*EXCERPT TO READ*.
★ ★ ★ ★ ★ ★ ★
Skip to content

Fence.i Instruction Implementation for Dcache

Overview

This document explains how the RISC-V fence.i instruction is implemented on the dcache side. The fence.i instruction is used to maintain consistency between the instruction cache and the data cache.

Problem statement

The RISC-V architecture supports self-modifying code. A program can write new instructions to memory and then execute them. For that to work:

  1. New instructions written to the data cache must be flushed to memory
  2. The instruction cache must be invalidated
  3. The pipeline must be cleaned up

Implementation details

1. Dirty array register structure

Previous state: Dirty bits lived inside SRAM, making it impossible to see all dirty states in a single cycle.

Solution: Hold the dirty array in registers:

// Dirty bits as register array for instant access
logic [NUM_WAY-1:0] dirty_reg_q [NUM_SET];
logic [NUM_WAY-1:0] dirty_reg_d [NUM_SET];

This allows: - Reading any set’s dirty state in one cycle - Fast dirty scanning for the fence.i state machine

2. Fence.i state machine

We implemented an 8-state FSM for the dcache:

FI_IDLE → FI_SCAN → FI_CHECK_WAY → FI_WRITEBACK_REQ → FI_WRITEBACK_WAIT → FI_MARK_CLEAN → FI_NEXT_WAY → FI_DONE
    ↑                     ↓                                                                              ↓
    └─────────────────────┴──────────────────────────────────────────────────────────────────────────────┘
State Description
FI_IDLE Idle; wait for fence.i
FI_SCAN Set index; send address to SRAM
FI_CHECK_WAY Check if current set has a dirty way
FI_WRITEBACK_REQ Issue write to memory via LowX interface
FI_WRITEBACK_WAIT Wait for memory write to complete
FI_MARK_CLEAN Clear dirty bit
FI_NEXT_WAY Advance to next way or next set
FI_DONE Done; deassert stall

3. Pipeline stall mechanism

We added a new stall type to stop the pipeline during fence.i:

// level_param.sv
typedef enum logic [2:0] {
    NO_STALL      = 0,
    DMEM_STALL    = 1,
    IMEM_STALL    = 2,
    MUL_STALL     = 3,
    DIV_STALL     = 4,
    FENCEI_STALL  = 5  // New
} stall_e;

Stall priority: FENCEI_STALL has highest priority (checked before other stalls).

4. Flush signal management

Problem: When fence.i arrives, both icache flush and dcache dirty writeback are needed. But a shared flush signal affected both caches and cleared dcache tags immediately — before dirty writeback finished.
★ ★ ★ ★ ★ ★ ★
*LISTING*.
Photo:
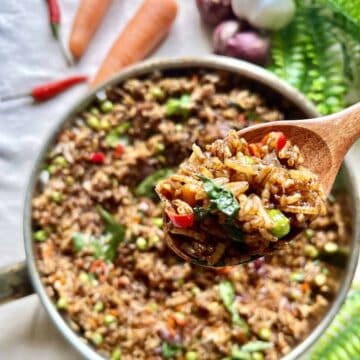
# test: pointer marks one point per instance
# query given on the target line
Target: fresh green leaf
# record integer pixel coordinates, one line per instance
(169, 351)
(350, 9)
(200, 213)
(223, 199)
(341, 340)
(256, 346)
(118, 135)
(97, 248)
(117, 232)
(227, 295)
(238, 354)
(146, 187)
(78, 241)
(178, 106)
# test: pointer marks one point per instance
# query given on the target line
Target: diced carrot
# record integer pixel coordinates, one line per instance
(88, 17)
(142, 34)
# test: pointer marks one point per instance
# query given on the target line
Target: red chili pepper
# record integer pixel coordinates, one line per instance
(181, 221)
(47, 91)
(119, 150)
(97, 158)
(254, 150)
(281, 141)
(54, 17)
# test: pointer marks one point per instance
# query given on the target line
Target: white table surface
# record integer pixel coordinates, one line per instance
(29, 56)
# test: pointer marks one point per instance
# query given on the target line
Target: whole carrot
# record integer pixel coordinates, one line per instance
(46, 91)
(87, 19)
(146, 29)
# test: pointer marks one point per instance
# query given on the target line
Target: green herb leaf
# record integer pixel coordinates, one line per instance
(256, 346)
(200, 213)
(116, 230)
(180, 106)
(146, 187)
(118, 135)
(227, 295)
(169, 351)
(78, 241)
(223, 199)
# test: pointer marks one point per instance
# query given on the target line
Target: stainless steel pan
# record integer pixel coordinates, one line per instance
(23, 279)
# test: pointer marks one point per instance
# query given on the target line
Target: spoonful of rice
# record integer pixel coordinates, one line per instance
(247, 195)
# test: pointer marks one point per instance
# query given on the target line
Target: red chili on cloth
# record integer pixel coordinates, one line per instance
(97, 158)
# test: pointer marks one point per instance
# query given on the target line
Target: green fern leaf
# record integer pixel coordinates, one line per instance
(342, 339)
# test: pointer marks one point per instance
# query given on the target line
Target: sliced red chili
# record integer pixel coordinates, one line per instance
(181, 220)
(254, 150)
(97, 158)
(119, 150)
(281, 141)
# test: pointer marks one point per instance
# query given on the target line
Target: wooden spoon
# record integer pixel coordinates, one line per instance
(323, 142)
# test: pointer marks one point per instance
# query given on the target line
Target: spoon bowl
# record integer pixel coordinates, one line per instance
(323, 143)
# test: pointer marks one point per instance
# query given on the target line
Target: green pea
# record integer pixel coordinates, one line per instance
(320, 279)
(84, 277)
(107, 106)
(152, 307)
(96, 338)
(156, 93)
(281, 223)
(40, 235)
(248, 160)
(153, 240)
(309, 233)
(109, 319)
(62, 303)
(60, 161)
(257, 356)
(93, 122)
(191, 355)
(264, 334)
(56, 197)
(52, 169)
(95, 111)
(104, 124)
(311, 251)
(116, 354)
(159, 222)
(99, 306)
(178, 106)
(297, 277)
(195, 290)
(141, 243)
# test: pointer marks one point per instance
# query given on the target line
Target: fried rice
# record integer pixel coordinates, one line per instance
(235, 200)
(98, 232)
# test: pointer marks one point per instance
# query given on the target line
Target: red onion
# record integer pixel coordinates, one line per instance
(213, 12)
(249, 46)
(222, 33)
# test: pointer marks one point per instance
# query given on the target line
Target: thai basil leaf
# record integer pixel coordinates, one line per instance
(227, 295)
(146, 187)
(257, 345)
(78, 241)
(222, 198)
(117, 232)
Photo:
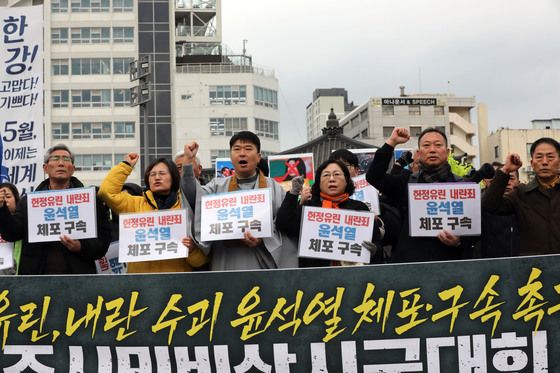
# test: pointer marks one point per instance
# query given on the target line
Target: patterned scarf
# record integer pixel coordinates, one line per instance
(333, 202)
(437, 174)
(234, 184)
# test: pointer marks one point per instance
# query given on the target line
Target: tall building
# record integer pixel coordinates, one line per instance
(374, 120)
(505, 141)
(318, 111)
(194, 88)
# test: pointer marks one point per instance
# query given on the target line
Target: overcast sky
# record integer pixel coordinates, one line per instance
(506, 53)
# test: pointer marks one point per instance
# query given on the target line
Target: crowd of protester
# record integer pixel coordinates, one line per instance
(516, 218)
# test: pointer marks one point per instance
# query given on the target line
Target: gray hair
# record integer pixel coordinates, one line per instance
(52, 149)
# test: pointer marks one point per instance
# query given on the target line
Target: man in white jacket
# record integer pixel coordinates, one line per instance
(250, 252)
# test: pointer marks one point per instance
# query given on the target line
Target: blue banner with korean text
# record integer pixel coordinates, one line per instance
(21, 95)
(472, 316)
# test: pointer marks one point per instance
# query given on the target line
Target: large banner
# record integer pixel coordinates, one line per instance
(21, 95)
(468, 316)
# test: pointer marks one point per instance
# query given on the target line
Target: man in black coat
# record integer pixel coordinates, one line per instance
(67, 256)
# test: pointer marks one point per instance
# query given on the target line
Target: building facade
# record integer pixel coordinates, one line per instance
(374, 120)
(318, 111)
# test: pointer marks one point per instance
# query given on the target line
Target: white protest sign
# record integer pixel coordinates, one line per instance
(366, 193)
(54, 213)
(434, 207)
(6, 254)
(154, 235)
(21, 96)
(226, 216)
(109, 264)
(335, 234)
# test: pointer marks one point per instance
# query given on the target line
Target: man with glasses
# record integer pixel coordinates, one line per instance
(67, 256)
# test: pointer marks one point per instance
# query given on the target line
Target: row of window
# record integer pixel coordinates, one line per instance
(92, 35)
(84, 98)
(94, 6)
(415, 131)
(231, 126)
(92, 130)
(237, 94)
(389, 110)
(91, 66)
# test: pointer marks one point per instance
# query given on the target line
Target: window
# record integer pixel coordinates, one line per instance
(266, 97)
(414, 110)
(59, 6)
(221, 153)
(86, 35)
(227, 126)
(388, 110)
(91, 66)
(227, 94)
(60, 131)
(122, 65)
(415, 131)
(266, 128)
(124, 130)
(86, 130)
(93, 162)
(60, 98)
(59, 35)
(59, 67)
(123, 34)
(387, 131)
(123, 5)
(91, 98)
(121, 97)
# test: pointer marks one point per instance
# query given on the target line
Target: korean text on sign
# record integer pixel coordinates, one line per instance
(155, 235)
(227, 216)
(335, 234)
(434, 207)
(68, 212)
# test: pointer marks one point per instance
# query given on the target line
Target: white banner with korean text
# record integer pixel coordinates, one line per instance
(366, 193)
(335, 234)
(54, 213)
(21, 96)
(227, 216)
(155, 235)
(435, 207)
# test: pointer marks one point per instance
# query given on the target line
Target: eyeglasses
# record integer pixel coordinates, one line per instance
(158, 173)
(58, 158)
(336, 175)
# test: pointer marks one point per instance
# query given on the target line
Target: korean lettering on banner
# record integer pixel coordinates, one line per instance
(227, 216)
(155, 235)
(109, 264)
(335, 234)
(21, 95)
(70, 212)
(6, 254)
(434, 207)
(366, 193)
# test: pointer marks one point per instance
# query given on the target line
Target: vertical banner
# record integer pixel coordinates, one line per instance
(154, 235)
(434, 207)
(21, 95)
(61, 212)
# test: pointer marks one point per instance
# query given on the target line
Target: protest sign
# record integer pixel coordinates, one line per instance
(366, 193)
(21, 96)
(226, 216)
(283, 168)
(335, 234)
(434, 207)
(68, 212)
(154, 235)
★ ★ ★ ★ ★ ★ ★
*TASKS TO COMPLETE*.
(1) Print the passage from the fence.i dcache page, beginning at the words "4. Flush signal" and stopping after "dirty writeback finished.".
(2) On the fence.i dcache page, which stall type has the highest priority?

*PER-TASK OUTPUTS*.
(1)
4. Flush signal management

Problem: When fence.i arrives, both icache flush and dcache dirty writeback are needed. But a shared flush signal affected both caches and cleared dcache tags immediately — before dirty writeback finished.

(2) FENCEI_STALL has the highest priority and is checked before the other stalls.